*WHAT THE TASK ASKS*. In the passage below about inequality and well-being, which country does the 2013 edition of the UN's World Happiness Report rank first?

*PASSAGE PROVIDED*.
It's not just income inequality that counts: nonmaterial redistribution is a key element in successful societies.
Despite efforts by conservative critics to discredit their data, on the whole their claims stand up. When it comes to physical and mental health, drug abuse, education, imprisonment, obesity, mobility, trust, violence, teenage pregnancy and child well-being, outcomes are significantly worse in more unequal rich countries than in more equal ones. Figure 1 sums up their findings.
We should not be surprised by these findings since the more egalitarian countries regularly come out on top in various cross-national indicators. For example, the 2013 edition of the UN's World Happiness Report ranks the more egalitarian countries at the top: among 156 countries, Denmark is first, Norway second, the Netherlands third, Sweden fifth, and Finland seventh as the best places to live in the world. (1)
In this sense the book makes an important contribution, drawing attention to the relationship between equality and well-being, bringing together a variety of useful facts and figures in one place. The authors have, by and large, effectively defended their claims, certainly well enough to satisfy readers favouring or at least open to greater equality. They have not, however, won over their critics. More significantly, there is little sign that they have won over policymakers in their own country, the United Kingdom, or elsewhere.
To convince those whose opinions count, correlations between outcomes must be accompanied by sufficiently persuasive explanations, explanations that take into account the effects of specific policy choices. The Spirit Level makes no real attempt to put forward such explanations, and this, I contend, is its intrinsic weakness.

(Point placement records)
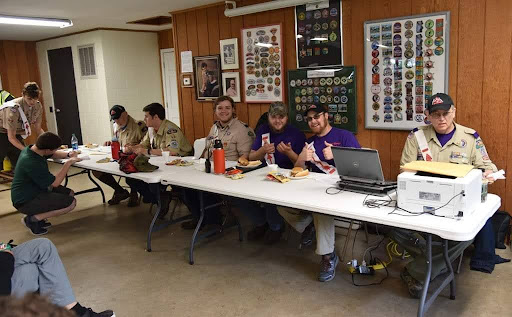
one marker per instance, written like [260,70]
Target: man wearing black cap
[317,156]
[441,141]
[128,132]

---

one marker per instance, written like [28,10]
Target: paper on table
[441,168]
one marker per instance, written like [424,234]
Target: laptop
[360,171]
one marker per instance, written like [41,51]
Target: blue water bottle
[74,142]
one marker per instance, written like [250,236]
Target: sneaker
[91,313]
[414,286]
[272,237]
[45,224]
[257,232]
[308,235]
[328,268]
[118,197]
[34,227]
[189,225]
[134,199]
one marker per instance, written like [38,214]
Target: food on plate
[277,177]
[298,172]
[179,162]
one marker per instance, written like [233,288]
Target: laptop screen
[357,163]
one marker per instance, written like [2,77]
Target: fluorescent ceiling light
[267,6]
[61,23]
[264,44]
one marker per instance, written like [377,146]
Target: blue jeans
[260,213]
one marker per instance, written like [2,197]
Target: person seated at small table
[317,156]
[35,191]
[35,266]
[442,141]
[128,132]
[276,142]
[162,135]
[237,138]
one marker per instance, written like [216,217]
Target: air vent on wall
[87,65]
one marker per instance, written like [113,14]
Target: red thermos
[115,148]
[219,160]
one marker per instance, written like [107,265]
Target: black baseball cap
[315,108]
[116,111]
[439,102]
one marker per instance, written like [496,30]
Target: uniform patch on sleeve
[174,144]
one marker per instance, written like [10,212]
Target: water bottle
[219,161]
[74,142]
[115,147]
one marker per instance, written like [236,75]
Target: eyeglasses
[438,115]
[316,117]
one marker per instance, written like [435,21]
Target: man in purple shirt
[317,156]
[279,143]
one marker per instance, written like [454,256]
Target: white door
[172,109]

...

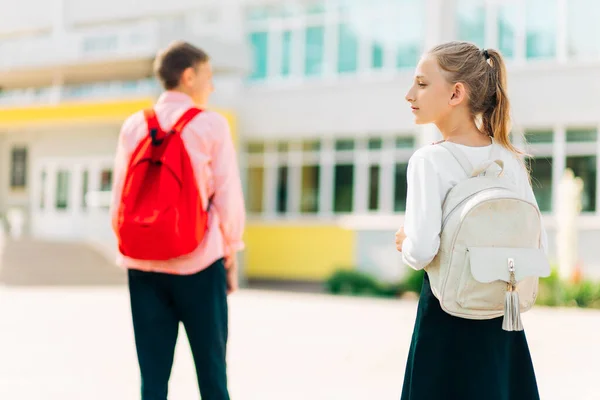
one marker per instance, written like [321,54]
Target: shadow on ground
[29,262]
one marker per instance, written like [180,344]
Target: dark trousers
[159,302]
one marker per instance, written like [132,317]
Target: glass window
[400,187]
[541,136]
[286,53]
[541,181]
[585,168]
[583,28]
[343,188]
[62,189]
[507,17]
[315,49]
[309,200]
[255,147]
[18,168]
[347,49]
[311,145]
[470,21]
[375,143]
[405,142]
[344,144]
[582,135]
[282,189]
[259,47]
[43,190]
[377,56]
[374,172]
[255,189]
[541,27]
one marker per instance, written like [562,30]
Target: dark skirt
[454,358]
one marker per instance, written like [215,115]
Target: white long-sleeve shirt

*FULL OUTPUT*. Denmark